■ Text block
______________________________
From Texture to Art: Casamonte’s Visionary Designer Wallcoverings
- 4 days ago
- 4 min read
For this issue, Miami Living takes a closer look at Casamonte’s special collaboration with world-class designers in the creation of custom-made, world-class wallcovering. The Fort Lauderdale–based studio has built its reputation on crafting walls that function as works of art—surfaces that move, flow, and transform space.

To explore Casamonte’s latest collection, Miami Living spoke with Christian Claramonte, Casamonte’s VP of Creative Operations, about the vision, process, and material storytelling behind these collaborations.
Miami Living:Â Casamonte collaborated with four designers from distinct design disciplines for these collections. What vision guided your decision to bring these particular designers together under one cohesive narrative?
Christian Claramonte: The vision was never about assembling names; it was about curating perspectives—each with a story to tell.
We intentionally brought together these designers from distinct design disciplines because each approaches surface, space, and narrative from a fundamentally different point of view. Every designer arrives with a unique creative language, shaped by their own process, references, and way of seeing the world.
The guiding framework was rooted in contrast and convergence: how diverse disciplines can respond to the same medium and elevate it in entirely different ways. Individually, each collection tells its own story; together, they form a larger, cohesive dialogue about how texture operates as both structure and emotion.
At Casamonte, we see walls as more than surfaces—they are canvases. These collaborations allowed us to explore that belief at its fullest scale, giving each designer the space to express their narrative while contributing to a unified architectural vision.
Miami Living: What was the creative process like working with the designers on these collections—Yodezeen, Jack Lonetto, Marc-Michaels, and Audrey Lane?
Christian Claramonte:Â The creative process was deeply collaborative and never constrained by a single approach.
With YODEZEEN, the dialogue began at an architectural scale. Their work is rooted in atmosphere, material tension, and spatial drama, so the process focused on translating those monumental, tactile environments into surfaces that still carried weight and presence. It was about distilling architecture into texture—bold, grounded, and immersive.
Jack Lonetto approached the collection through a graphic, rhythm-based framework informed by the discipline of Japanese ink brushwork. The collaboration unfolded as an iterative exploration of balance, repetition, and contrast, where measured structure meets the fluidity of gesture. Through continuous refinement, the patterns achieved clarity and intent, allowing the logic of the design to remain precise while the expression stays organic and alive.
______________________________
[Dataset items]
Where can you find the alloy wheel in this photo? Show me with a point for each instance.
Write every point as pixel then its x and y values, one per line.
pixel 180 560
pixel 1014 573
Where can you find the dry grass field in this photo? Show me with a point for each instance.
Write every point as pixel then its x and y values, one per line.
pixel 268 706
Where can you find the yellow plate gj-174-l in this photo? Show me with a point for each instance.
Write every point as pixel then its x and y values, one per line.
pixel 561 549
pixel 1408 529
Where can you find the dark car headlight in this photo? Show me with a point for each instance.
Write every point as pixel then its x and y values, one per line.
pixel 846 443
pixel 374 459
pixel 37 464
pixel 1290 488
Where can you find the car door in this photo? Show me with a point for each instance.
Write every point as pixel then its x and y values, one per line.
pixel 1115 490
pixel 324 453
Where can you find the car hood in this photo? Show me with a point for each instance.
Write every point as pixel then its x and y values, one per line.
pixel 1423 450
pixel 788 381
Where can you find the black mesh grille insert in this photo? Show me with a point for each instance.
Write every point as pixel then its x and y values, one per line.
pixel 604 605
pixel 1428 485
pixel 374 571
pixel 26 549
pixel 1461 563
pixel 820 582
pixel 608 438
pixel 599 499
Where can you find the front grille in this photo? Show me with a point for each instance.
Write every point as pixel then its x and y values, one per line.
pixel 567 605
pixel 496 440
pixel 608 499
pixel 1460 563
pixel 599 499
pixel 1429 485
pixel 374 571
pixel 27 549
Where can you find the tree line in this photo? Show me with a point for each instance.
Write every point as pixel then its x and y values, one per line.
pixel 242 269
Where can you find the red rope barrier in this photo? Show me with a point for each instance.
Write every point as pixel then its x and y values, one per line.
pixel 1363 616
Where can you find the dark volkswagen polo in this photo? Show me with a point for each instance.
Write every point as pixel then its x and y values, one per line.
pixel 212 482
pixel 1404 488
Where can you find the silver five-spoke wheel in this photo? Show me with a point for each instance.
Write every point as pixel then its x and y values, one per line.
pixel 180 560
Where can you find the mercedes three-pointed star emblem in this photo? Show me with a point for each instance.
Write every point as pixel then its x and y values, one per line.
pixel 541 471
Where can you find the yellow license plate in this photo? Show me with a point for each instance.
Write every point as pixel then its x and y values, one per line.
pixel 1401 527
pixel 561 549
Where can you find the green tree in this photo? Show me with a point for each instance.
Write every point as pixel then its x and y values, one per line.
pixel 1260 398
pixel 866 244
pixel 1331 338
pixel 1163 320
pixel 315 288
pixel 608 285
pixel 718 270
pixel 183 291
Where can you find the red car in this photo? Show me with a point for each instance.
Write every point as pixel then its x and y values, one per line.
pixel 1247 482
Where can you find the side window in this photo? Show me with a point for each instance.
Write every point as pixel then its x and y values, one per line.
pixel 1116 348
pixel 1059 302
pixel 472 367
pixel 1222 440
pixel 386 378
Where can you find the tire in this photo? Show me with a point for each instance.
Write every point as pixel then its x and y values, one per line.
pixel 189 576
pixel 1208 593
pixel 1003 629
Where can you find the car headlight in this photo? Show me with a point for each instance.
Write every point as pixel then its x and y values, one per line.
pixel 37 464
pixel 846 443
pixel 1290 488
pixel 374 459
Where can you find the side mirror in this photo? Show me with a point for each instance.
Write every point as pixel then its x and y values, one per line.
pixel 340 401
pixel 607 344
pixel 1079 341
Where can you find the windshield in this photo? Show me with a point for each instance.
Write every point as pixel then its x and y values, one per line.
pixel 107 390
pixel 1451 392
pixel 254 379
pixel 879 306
______________________________
■ Problem set
A: Reproduce everything in the Casamonte article from "Christian Claramonte: The vision" down to "seeing the world.", keeping the wording unchanged.
B: According to the Casamonte article, what position does Christian Claramonte hold at Casamonte?
The listing was drawn from a separate source, unrelated to the Casamonte article.

■ Answers given
A:
Christian Claramonte: The vision was never about assembling names; it was about curating perspectives—each with a story to tell.
We intentionally brought together these designers from distinct design disciplines because each approaches surface, space, and narrative from a fundamentally different point of view. Every designer arrives with a unique creative language, shaped by their own process, references, and way of seeing the world.

B: VP of Creative Operations